▸ **SUPPLIED DATA**
## Begin

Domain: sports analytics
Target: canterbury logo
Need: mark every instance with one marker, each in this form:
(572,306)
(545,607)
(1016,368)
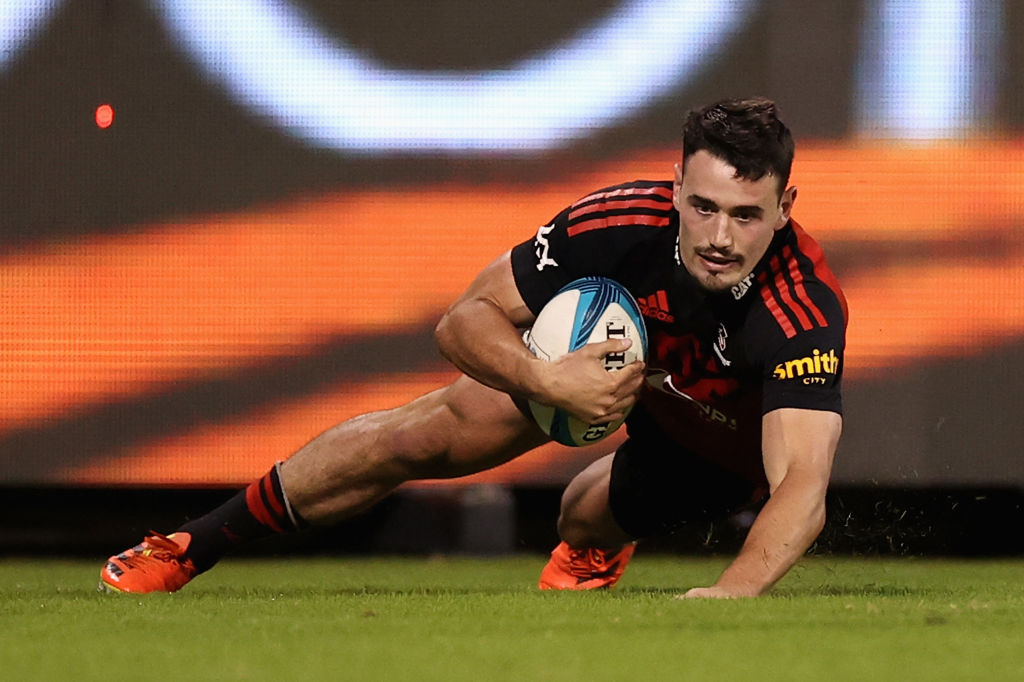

## End

▸ **WRITTEN REQUEST**
Repeat the lines above word for word, leaving out the picture.

▸ **RIGHT ANSWER**
Domain: sports analytics
Target: canterbury logo
Need: mark every instance with one marker, each in this form:
(572,306)
(545,607)
(1016,368)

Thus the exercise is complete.